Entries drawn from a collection

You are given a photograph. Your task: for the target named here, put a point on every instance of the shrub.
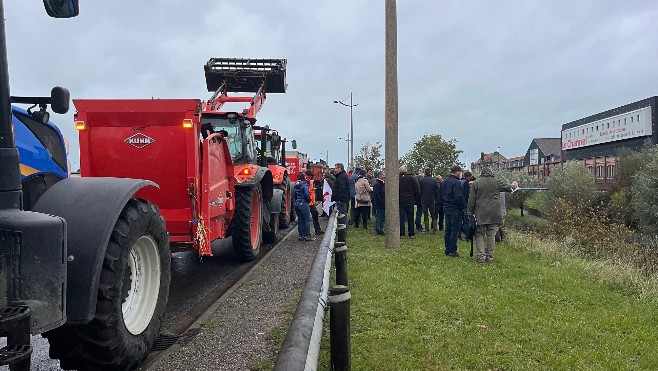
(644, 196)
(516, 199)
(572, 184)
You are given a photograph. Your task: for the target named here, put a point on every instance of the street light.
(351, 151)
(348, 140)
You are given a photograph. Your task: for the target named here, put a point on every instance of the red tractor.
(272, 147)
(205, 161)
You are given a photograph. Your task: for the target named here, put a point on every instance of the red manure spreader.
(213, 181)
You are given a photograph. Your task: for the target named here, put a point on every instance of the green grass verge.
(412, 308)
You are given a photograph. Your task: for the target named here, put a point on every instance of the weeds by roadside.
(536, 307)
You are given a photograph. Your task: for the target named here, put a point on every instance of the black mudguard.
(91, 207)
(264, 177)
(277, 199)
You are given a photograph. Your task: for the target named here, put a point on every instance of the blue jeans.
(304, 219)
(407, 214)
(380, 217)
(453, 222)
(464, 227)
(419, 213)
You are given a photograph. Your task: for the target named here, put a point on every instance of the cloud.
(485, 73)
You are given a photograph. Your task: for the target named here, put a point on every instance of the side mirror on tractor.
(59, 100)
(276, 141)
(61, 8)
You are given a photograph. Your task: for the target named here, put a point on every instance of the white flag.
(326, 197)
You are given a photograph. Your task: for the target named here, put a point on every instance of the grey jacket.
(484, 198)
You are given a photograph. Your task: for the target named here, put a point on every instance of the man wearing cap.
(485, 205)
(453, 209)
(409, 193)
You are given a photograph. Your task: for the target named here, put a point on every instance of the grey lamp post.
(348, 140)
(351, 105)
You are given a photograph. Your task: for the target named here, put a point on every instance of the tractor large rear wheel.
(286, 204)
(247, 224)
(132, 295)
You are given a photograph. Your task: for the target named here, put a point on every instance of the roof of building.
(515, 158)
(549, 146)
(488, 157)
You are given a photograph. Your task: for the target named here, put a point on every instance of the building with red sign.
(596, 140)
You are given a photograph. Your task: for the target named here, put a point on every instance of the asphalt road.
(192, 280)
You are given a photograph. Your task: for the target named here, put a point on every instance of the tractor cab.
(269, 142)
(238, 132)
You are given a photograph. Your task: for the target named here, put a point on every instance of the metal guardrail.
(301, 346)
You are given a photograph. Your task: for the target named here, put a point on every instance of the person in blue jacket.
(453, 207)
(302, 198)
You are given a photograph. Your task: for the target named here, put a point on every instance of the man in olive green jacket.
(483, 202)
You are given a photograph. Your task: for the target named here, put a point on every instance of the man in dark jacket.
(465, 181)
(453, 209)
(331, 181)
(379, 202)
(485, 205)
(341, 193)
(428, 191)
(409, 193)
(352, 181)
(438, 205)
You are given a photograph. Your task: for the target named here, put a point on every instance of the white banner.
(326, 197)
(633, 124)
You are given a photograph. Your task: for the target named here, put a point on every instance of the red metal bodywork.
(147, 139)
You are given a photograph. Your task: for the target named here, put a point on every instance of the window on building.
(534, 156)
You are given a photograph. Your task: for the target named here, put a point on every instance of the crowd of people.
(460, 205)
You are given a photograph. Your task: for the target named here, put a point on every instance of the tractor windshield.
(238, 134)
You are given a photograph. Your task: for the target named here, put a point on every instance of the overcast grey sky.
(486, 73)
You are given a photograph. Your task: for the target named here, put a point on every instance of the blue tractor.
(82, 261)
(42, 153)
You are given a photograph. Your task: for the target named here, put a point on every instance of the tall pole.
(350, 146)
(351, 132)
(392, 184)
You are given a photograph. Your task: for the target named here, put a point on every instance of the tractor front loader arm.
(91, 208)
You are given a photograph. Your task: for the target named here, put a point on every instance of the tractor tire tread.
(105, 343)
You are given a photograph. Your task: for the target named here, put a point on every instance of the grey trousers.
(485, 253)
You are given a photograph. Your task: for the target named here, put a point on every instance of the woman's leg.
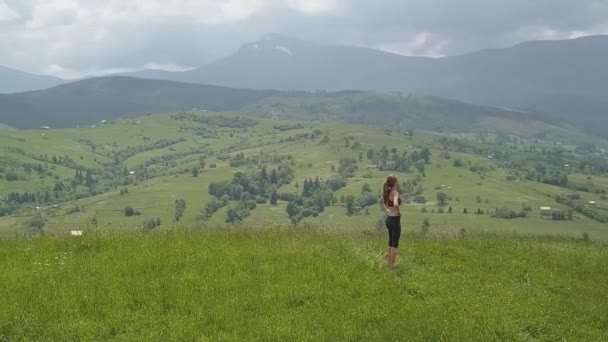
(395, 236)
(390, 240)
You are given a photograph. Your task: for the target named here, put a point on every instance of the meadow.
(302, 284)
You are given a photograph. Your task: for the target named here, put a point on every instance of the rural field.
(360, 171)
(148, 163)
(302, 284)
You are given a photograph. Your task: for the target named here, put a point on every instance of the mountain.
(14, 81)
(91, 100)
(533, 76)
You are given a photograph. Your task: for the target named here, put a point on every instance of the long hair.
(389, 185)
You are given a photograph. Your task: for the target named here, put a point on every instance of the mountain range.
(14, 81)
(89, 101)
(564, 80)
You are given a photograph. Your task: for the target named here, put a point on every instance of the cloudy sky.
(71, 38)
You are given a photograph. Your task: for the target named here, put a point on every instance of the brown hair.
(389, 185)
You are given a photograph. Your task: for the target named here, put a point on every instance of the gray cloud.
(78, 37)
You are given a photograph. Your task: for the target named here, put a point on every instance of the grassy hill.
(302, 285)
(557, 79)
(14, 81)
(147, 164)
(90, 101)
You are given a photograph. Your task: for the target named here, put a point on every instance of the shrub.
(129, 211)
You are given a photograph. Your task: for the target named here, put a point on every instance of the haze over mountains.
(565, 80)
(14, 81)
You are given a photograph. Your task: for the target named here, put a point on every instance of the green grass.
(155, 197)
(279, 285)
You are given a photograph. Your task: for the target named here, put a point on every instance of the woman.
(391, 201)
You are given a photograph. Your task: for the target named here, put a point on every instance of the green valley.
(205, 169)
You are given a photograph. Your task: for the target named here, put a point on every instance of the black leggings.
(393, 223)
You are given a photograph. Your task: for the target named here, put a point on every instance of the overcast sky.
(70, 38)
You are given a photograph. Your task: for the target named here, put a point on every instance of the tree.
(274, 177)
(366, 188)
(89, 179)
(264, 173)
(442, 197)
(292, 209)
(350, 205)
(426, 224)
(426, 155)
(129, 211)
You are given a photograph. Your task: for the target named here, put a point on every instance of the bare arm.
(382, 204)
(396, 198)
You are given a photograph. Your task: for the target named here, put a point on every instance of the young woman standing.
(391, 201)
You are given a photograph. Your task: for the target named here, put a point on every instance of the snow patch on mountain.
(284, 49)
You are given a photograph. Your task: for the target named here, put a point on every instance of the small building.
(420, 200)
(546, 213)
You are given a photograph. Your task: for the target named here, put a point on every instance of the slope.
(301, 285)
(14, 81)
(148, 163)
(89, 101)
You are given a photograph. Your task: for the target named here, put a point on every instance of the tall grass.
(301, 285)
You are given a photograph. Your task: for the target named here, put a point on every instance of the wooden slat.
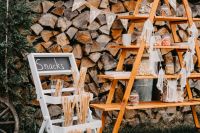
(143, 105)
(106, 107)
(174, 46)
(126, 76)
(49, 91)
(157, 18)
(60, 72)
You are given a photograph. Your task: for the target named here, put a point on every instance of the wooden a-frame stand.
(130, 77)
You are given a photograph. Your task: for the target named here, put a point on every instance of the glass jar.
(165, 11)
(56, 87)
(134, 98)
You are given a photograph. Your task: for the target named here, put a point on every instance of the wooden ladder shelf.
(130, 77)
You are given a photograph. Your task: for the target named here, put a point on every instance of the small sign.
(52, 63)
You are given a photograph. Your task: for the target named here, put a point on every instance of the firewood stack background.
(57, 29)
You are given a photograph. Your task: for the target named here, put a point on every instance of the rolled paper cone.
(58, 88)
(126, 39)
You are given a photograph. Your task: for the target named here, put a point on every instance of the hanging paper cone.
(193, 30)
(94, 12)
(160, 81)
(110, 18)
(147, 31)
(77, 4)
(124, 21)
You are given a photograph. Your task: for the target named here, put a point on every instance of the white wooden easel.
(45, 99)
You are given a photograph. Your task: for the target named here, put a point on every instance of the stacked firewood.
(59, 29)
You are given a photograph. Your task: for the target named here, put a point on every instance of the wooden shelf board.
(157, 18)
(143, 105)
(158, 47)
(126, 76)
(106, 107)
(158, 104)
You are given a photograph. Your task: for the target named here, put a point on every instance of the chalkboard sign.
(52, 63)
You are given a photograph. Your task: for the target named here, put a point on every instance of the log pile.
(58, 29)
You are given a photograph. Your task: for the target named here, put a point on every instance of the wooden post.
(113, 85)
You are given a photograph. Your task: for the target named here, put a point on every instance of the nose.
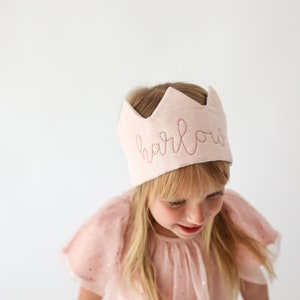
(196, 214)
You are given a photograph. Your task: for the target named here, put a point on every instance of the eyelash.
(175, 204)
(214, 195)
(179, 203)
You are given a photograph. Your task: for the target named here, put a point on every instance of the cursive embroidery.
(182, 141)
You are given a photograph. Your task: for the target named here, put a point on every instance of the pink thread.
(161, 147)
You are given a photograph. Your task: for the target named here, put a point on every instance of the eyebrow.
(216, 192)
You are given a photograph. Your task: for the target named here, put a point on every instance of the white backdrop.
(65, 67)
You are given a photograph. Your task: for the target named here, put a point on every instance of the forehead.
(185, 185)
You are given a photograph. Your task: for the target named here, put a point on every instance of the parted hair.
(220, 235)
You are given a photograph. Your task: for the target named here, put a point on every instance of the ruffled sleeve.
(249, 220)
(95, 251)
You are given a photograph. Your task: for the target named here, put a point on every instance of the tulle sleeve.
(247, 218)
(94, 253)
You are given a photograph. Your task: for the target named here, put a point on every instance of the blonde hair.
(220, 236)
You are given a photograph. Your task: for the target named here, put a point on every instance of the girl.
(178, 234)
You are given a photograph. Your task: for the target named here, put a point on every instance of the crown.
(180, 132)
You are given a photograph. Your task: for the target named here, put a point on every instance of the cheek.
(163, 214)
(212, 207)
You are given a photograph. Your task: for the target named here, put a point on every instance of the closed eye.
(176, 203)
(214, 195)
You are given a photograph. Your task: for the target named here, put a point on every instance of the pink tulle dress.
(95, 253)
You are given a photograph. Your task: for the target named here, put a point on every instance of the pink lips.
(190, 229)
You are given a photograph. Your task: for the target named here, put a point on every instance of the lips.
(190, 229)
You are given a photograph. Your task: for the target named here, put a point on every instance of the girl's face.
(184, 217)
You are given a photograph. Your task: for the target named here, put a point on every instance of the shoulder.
--
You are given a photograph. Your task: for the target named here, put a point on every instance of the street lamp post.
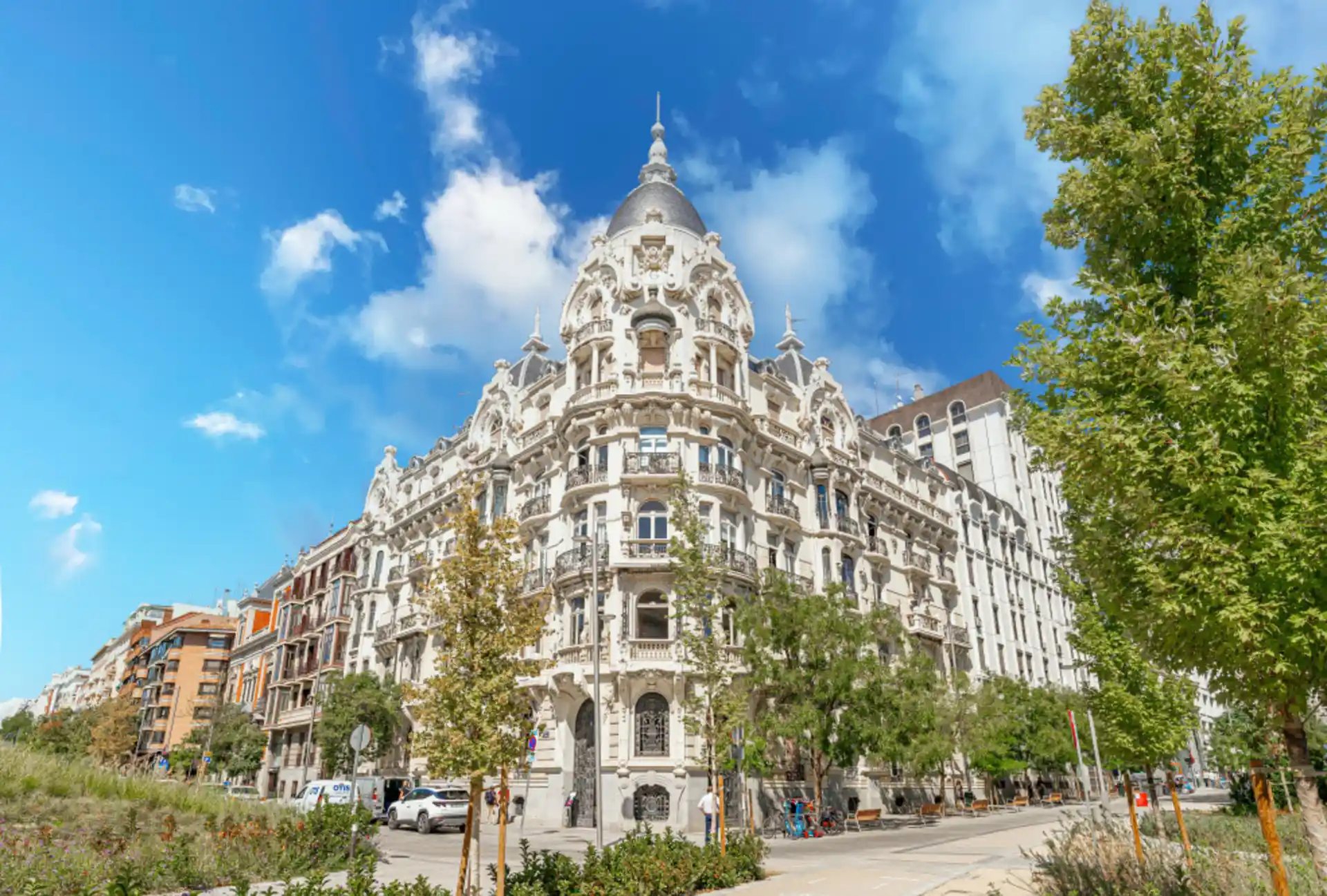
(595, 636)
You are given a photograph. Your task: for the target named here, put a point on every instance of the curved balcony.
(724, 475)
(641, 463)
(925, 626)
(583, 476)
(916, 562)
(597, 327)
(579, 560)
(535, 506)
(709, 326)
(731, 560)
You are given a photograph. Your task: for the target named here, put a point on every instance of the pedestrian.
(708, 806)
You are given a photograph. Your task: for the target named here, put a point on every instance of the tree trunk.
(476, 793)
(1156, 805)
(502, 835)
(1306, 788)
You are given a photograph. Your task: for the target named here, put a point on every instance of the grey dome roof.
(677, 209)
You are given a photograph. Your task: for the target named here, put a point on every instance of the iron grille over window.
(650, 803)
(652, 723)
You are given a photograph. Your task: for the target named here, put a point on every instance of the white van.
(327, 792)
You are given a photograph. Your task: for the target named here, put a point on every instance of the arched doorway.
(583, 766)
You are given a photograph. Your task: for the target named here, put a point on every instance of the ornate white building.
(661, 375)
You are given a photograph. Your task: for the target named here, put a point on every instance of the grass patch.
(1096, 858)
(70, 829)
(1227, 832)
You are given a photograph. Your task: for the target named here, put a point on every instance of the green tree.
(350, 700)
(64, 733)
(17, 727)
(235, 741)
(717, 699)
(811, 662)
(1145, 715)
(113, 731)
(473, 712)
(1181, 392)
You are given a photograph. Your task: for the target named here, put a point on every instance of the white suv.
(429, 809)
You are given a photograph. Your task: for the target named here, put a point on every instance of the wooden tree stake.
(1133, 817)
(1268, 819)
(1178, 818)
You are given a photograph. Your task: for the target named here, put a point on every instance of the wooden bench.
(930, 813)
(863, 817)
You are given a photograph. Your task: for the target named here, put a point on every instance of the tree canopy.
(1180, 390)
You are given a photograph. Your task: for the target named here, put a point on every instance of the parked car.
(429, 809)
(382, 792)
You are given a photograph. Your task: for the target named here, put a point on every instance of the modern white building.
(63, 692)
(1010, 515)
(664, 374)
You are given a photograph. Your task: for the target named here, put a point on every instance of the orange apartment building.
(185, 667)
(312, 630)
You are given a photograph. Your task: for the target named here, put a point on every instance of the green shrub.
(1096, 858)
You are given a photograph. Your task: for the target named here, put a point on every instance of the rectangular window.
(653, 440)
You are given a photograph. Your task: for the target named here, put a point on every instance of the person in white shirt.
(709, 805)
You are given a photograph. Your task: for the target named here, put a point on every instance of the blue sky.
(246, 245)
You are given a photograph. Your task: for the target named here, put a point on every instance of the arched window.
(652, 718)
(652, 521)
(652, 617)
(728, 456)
==
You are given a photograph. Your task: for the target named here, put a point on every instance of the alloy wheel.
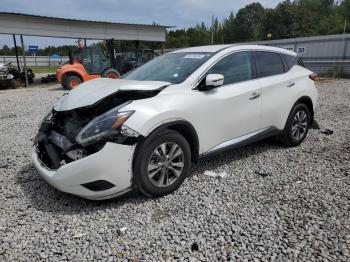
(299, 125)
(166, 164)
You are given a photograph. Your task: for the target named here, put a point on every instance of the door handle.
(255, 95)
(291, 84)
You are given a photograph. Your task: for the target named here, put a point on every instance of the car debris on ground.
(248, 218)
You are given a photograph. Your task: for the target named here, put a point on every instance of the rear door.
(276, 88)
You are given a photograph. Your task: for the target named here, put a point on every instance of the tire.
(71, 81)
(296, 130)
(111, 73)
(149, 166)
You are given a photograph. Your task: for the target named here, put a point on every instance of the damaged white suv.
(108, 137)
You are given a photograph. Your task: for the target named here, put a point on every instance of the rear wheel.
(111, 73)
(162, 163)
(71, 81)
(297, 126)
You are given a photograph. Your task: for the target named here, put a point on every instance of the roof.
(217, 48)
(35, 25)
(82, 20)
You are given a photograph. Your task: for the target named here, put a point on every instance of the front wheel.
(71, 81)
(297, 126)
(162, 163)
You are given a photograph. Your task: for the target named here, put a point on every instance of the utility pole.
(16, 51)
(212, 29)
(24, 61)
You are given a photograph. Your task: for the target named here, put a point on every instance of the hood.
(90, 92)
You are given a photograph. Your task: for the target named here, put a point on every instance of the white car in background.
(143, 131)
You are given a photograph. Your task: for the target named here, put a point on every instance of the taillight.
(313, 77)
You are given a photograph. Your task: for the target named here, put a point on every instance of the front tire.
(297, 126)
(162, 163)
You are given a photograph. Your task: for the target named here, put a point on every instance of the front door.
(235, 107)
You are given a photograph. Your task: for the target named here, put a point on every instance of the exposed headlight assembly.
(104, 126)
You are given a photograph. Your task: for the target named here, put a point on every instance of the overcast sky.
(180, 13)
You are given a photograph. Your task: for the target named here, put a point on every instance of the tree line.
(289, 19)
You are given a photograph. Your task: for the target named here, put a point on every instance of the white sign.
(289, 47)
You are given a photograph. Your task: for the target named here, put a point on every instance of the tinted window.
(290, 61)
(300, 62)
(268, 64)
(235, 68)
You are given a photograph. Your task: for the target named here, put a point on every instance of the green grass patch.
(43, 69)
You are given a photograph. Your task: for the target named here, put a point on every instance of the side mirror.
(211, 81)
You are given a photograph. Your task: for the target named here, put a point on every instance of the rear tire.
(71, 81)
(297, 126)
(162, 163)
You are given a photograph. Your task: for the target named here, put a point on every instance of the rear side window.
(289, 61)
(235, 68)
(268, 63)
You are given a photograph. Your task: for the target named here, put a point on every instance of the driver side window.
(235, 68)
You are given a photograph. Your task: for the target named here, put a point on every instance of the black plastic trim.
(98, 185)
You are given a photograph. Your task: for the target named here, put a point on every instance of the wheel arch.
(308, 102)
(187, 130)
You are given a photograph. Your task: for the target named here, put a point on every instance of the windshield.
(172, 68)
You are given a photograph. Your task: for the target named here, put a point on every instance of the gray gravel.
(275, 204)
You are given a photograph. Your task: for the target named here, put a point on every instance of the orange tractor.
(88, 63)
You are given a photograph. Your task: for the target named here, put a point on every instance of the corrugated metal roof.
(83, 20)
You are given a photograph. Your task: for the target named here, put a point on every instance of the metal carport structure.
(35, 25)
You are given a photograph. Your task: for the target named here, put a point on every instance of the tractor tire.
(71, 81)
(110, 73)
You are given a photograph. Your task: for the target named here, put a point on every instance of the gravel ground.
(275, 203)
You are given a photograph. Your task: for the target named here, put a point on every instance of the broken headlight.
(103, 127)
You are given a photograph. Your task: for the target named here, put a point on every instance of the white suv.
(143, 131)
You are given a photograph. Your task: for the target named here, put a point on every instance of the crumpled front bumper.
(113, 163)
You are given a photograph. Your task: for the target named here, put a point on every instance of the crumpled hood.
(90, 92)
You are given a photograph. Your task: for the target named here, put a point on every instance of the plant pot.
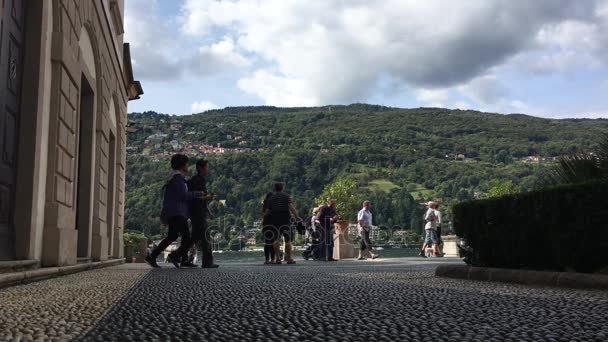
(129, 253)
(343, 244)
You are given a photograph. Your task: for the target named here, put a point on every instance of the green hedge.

* STATED GOAL *
Return each line of the material that contains the word "grey". Case counts, so match it exactly.

* RESULT OF THIS EXERCISE *
You are given a photograph. Your task: for the target named here, put a point on every instance of the grey jacket.
You are given a photograph. Your task: for the target named here, put a point on every instance of the grey lamp post.
You are given a photograph. Your task: for the target named here, put a point on every instance of the overcast grey sky.
You are given a photograph. Your task: for the target named here, put a point on every instance of the grey trousers.
You are given a photograph. Your task: for the target named here, put a point on every instance of the grey dome roof.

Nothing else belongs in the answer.